■ REQUIREMENTS ■
Reproduce all of the data exactly, with no line skipped.

━━━━━ GIVEN RECORDS

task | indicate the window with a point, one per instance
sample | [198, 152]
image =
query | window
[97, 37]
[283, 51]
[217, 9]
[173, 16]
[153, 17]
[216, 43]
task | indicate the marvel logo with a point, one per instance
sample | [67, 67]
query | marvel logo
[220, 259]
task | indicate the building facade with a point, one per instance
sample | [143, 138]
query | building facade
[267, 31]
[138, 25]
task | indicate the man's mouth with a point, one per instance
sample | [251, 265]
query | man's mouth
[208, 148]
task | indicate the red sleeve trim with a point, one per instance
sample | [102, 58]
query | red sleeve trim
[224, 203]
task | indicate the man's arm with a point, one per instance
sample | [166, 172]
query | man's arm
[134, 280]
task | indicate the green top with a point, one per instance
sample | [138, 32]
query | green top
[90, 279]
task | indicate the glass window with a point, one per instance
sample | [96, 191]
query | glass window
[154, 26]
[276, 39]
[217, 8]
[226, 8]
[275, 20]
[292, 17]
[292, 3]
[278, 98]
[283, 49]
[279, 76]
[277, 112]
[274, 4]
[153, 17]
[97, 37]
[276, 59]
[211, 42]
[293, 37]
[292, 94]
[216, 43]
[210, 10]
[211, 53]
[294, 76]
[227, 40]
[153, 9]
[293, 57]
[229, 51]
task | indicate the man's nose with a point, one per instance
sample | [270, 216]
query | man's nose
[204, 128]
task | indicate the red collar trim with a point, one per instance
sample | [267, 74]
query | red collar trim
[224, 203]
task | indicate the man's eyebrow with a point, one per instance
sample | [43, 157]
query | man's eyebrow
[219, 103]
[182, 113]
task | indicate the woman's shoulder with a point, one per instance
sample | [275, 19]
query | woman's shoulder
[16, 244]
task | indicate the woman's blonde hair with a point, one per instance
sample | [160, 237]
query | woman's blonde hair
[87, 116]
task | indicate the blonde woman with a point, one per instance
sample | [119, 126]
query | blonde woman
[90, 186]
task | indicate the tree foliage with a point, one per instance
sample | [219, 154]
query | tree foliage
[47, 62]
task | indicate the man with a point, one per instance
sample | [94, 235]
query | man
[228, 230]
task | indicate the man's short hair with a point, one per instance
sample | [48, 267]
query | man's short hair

━━━━━━━━━━

■ OUTPUT OF THE EXERCISE ■
task | indicate the window with a point, one per instance
sample | [198, 152]
image =
query | window
[97, 37]
[283, 51]
[217, 9]
[173, 16]
[153, 17]
[216, 43]
task | indicate the marvel logo with a point, one per instance
sample | [67, 67]
query | marvel logo
[220, 259]
task | indicate the building facade with a point, one per instance
sample | [143, 138]
query | building facade
[267, 31]
[138, 25]
task | indicate the man's mouth with a point, one per instance
sample | [251, 265]
query | man's mouth
[208, 148]
task | indicate the red sleeve trim with a point, one per instance
sample | [102, 58]
query | red sleeve trim
[224, 203]
task | indicate the man's arm with a point, one per instance
sample | [166, 172]
query | man's arm
[134, 280]
task | indicate the green top with a point, one per instance
sample | [138, 32]
query | green top
[90, 279]
task | indicate the glass window with a point, one per instance
sample | [96, 191]
query | glass window
[154, 26]
[276, 39]
[217, 8]
[226, 8]
[275, 20]
[292, 17]
[292, 3]
[278, 98]
[283, 49]
[279, 76]
[277, 112]
[274, 4]
[153, 17]
[97, 37]
[276, 59]
[211, 42]
[293, 37]
[292, 94]
[216, 43]
[210, 10]
[211, 53]
[294, 76]
[227, 40]
[153, 9]
[293, 57]
[229, 51]
task | indicate the man's nose with a point, one per instance
sample | [270, 216]
query | man's nose
[204, 128]
task | indicate the red collar trim with a point, one per instance
sample | [267, 74]
query | red collar trim
[224, 203]
task | indicate the man's eyebrow with a point, one per instance
sample | [43, 157]
query | man's eyebrow
[219, 103]
[182, 113]
task | indicate the woman's shoulder with a point, one per instance
sample | [275, 19]
query | woman's shoulder
[16, 244]
task | indicate the woman's blonde hair with a point, one per instance
sample | [160, 237]
query | woman's blonde hair
[87, 116]
task | indicate the blonde woman with a point, one per instance
sample | [119, 126]
query | blonde woman
[90, 186]
task | indicate the tree foliage with a point, one per instance
sample | [219, 154]
query | tree foliage
[47, 62]
task | indicate the man with a point, one per instance
sample | [94, 235]
query | man
[228, 230]
task | indicate the man's short hair with a point, one per instance
sample | [48, 267]
query | man's short hair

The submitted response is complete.